> Listed entries
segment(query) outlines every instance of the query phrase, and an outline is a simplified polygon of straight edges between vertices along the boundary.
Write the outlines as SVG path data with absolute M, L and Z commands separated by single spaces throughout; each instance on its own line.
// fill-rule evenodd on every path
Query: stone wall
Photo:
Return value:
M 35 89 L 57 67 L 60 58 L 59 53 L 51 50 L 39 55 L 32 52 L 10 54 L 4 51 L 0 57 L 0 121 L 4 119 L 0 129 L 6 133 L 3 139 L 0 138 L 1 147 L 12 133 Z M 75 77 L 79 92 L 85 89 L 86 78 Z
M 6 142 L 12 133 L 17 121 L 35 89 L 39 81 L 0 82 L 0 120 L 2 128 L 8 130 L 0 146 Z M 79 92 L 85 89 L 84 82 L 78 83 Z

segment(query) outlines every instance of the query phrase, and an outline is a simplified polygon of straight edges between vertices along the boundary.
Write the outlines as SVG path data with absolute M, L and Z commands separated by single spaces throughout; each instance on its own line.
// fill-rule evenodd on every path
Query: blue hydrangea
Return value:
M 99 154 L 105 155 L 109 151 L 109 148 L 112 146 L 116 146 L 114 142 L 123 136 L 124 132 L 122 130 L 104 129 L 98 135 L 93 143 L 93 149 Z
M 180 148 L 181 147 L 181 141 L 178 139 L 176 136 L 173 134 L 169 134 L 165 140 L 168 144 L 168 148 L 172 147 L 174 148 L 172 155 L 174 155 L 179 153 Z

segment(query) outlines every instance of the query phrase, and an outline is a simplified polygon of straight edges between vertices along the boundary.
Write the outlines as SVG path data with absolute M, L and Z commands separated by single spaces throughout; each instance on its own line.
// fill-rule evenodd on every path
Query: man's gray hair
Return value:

> Task brief
Copy every line of all three entries above character for character, without changing, adding, or dropping anything.

> Solution for this problem
segment(query) outlines every instance of the query phrase, and an outline is a simplified polygon of straight edges between vertices along the boundary.
Write the outlines as SVG path data with absolute M, L and Z commands separated by single spaces throughout; each instance on its own line.
// fill-rule evenodd on every path
Query: stone wall
Photo:
Return value:
M 35 89 L 57 67 L 60 58 L 59 53 L 51 50 L 39 55 L 32 52 L 10 54 L 4 51 L 0 57 L 0 121 L 4 119 L 0 129 L 6 133 L 3 139 L 0 138 L 1 147 L 12 133 Z M 75 77 L 79 92 L 85 89 L 86 78 Z
M 6 142 L 12 133 L 17 121 L 35 89 L 39 81 L 0 82 L 0 120 L 2 128 L 8 130 L 0 146 Z M 79 92 L 85 89 L 84 82 L 78 83 Z

segment(query) outlines every instance of the query phrase, and an outline is a simplified polygon of straight edges between vertices along the boundary.
Write the outlines as SVG path data with absolute M, L and Z commands separated by single spaces throughout; each instance on its own line.
// fill-rule evenodd on every path
Query: blue hydrangea
Return value:
M 99 154 L 105 155 L 109 151 L 109 148 L 112 146 L 116 146 L 114 142 L 123 136 L 124 132 L 122 130 L 104 129 L 98 135 L 93 143 L 93 149 Z
M 180 148 L 181 147 L 181 141 L 178 139 L 176 136 L 173 134 L 169 134 L 165 140 L 168 144 L 168 148 L 172 147 L 174 148 L 172 155 L 174 155 L 179 153 Z

segment(query) outlines every instance of the query phrase, and an outline is a simplified polygon of straight edges between vertices along the boundary.
Write the outlines as SVG path data with absolute M, L and Z commands separated by single spaces throughout; each instance on its own line.
// fill-rule evenodd on every path
Query: man's gray hair
Return value:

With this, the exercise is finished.